## [What is needed]
Are you able to quote each entry exactly as written?

## [Dataset]
================================
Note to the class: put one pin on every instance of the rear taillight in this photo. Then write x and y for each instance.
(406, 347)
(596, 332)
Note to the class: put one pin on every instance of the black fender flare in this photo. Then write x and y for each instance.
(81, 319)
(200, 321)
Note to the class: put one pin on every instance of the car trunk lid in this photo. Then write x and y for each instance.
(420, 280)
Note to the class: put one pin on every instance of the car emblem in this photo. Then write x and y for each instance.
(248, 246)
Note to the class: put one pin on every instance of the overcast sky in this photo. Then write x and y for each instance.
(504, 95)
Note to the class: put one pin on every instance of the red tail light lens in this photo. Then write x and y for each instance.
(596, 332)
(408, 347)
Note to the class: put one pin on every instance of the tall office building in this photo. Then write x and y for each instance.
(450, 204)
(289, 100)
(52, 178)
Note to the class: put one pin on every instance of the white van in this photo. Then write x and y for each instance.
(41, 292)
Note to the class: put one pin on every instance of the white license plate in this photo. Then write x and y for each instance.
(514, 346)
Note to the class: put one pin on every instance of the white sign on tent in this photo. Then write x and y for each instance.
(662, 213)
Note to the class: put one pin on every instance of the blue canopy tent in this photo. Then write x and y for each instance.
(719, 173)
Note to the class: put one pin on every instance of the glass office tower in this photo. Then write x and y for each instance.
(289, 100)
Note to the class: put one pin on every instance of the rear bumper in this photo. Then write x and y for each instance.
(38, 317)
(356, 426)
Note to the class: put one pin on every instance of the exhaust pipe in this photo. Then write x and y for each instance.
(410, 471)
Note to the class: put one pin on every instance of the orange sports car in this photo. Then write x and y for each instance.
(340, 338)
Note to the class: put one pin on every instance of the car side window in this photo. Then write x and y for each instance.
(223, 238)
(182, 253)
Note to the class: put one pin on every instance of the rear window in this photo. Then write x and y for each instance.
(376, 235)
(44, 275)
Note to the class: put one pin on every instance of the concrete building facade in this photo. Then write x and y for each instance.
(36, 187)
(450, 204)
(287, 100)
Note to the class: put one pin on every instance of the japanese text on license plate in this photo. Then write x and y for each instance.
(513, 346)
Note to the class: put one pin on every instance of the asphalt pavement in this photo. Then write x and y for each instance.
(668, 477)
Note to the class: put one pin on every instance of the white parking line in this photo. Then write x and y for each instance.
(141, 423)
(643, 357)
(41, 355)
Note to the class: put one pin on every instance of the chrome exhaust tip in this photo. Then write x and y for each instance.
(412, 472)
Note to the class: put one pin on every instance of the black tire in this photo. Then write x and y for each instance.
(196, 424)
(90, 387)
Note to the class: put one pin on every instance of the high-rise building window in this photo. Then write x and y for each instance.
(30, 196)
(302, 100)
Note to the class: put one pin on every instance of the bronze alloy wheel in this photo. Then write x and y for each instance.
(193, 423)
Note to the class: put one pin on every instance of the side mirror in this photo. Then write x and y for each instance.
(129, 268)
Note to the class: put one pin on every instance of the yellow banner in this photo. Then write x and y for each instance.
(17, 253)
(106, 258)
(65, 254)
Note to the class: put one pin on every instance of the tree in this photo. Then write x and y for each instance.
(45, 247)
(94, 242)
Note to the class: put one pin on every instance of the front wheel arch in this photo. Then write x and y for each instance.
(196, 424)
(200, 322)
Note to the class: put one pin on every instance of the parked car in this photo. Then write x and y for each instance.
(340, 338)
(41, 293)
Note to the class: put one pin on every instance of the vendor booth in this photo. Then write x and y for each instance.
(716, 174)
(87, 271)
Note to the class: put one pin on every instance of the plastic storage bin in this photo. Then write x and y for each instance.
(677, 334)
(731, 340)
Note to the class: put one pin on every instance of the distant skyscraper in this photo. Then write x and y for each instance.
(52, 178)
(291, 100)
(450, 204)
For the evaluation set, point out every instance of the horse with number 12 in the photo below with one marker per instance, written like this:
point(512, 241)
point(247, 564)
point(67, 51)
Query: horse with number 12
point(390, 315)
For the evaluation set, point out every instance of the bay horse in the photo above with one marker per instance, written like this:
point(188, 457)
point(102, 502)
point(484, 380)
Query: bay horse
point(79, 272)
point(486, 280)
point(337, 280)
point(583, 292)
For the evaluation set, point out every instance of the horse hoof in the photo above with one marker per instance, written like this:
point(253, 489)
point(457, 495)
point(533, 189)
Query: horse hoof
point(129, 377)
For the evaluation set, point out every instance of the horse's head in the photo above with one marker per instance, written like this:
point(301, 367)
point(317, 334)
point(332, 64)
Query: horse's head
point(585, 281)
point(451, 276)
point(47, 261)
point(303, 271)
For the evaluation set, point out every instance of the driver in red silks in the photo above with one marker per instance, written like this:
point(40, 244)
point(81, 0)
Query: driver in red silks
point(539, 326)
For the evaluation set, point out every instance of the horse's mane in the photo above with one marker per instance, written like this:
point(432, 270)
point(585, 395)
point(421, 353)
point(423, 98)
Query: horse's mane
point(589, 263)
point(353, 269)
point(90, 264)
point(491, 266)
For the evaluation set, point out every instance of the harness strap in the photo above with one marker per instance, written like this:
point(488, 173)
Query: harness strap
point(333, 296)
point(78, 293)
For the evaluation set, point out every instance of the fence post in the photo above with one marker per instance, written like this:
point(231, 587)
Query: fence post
================================
## [Solution to this task]
Note to the class: put one pin on every instance of the rear taillight in this photo. Then write x and y for each instance.
(406, 347)
(596, 332)
Note to the class: put one pin on every instance of the black fender flare in this photo. Then write x and y for each instance.
(81, 319)
(200, 321)
Note to the class: put one pin on every instance of the car trunk lid in this photo. Then write x and y for each instance.
(420, 280)
Note to the class: put one pin on every instance of the car emblem in this photo. Then write x and y for each instance.
(248, 246)
Note to the class: put one pin on every instance of the overcast sky in this photo. Then write x and y for each instance.
(504, 95)
Note to the class: put one pin on every instance of the red tail light lens in this photo. Then write x and y for each instance.
(596, 332)
(408, 347)
Note to the class: put one pin on every instance of the tall office building in this photo. Then write x and y for each instance.
(450, 204)
(289, 100)
(52, 178)
Note to the class: put one pin on every instance of the white van in this photo. Then write x and y for each instance.
(41, 292)
Note to the class: put one pin on every instance of the white license plate in this photo. Then write x and y for each instance.
(514, 346)
Note to the class: put one pin on every instance of the white sign on tent in this photo. Then write x and y for each instance.
(662, 213)
Note to the class: put one pin on every instance of the blue canopy tent in this photo. Then write x and y for each instance.
(719, 173)
Note to the class: put one pin on every instance of the glass office tower in this photo. Then write x and y for each instance.
(289, 100)
Note to the class: put one pin on every instance of the rear bumper in this photo. Then write x and y for each instance.
(38, 317)
(356, 426)
Note to the class: put one pin on every instance of the exhaust pipe in this photo. Then write x and y for each instance.
(410, 471)
Note to the class: put one pin on every instance of the orange sports car in this photo. Then write x and y for each instance.
(340, 338)
Note to the class: put one pin on every instance of the car side window in this photo. Then write x and y for each instance.
(223, 238)
(182, 253)
Note to the class: put one pin on every instance of the rear window in this photo. Then write x and y for each instance.
(376, 235)
(44, 275)
Note to the class: put one pin on every instance of the concrete building facade in this photo. Then write x and y for each instance.
(36, 187)
(450, 204)
(287, 100)
Note to the class: put one pin on every instance of the japanese text on license plate in this photo. Then write x and y for each instance.
(513, 346)
Note to the class: put one pin on every instance of the asphalt pavement in this photo. Then write x and y for each instance.
(668, 477)
Note to the class: put one pin on every instance of the white parking line in this photo. Then write x and y for each instance.
(141, 423)
(643, 357)
(41, 355)
Note to the class: put one pin on every instance of the chrome exhaust tip in this photo. Then write x and y for each instance.
(412, 472)
Note to the class: put one pin on every instance of the black tire in this photo. Then write x and y for each instance.
(196, 424)
(90, 387)
Note to the class: put one pin on every instance of the high-rise building window in this photo. Then write x and y for each instance.
(30, 196)
(302, 100)
Note to the class: put one pin on every instance of the bronze alloy wheel in this photo. Then write x and y for each instance.
(193, 423)
Note to the class: put one pin on every instance of the side mirror in this photo. Then write x and y for each instance.
(129, 268)
Note to the class: put one pin on every instance of the yellow banner in this photo. Then write x and y for each instance.
(17, 253)
(106, 258)
(65, 254)
Note to the class: put one pin on every instance of the tree in this photo. Then write x and y for each instance.
(45, 247)
(94, 242)
Note to the class: put one pin on every instance of the front wheel arch in this photo. Then write x and y for each instance.
(196, 424)
(200, 322)
Note to the class: put one pin on every instance of the parked car in this photo. Then write x and y for each instance.
(340, 338)
(41, 293)
Note to the class: put one pin on every instance of the vendor booth in this photo. Then write x and y for each instance.
(716, 174)
(87, 271)
Note to the class: put one pin on every instance of the plastic storage bin in this photo. Then write x and y for each instance.
(677, 334)
(731, 340)
Note to the class: put one pin on every instance of the distant skyscraper in this photo. Then write x and y for each instance.
(52, 178)
(291, 100)
(450, 204)
For the evaluation set, point out every instance of the horse with number 12 in the photo below with one marker per instance, written like this:
point(512, 241)
point(247, 564)
point(67, 51)
Query: horse with number 12
point(390, 315)
For the evaluation set, point out every instance of the bay horse in the photo above with one marker per instance, written like this:
point(188, 457)
point(102, 502)
point(484, 380)
Query: bay horse
point(79, 272)
point(486, 280)
point(337, 280)
point(583, 292)
For the evaluation set, point out every instance of the horse hoof in the photo above with one marker per instance, written like this:
point(253, 489)
point(457, 495)
point(533, 189)
Query: horse hoof
point(129, 377)
For the evaluation set, point out every instance of the horse's head in the photo above with one marker per instance, written like this:
point(301, 367)
point(317, 334)
point(332, 64)
Query: horse's head
point(585, 281)
point(451, 276)
point(47, 261)
point(303, 271)
For the evaluation set, point out every instance of the driver in red silks in the photo above with one marker per instance, written like this:
point(40, 244)
point(81, 0)
Query: driver in red silks
point(539, 326)
For the evaluation set, point out every instance of the horse's mane in the photo above with one marker per instance, written like this:
point(432, 270)
point(585, 395)
point(421, 353)
point(423, 98)
Query: horse's mane
point(589, 263)
point(353, 269)
point(90, 264)
point(491, 266)
For the evaluation set, point out every instance of the harness strap in the photo above with one marker per instance, written like this:
point(488, 173)
Query: harness strap
point(333, 296)
point(78, 293)
For the evaluation set, point out every instance of the fence post in the photo above with one marker per instance, written like this:
point(231, 587)
Query: fence post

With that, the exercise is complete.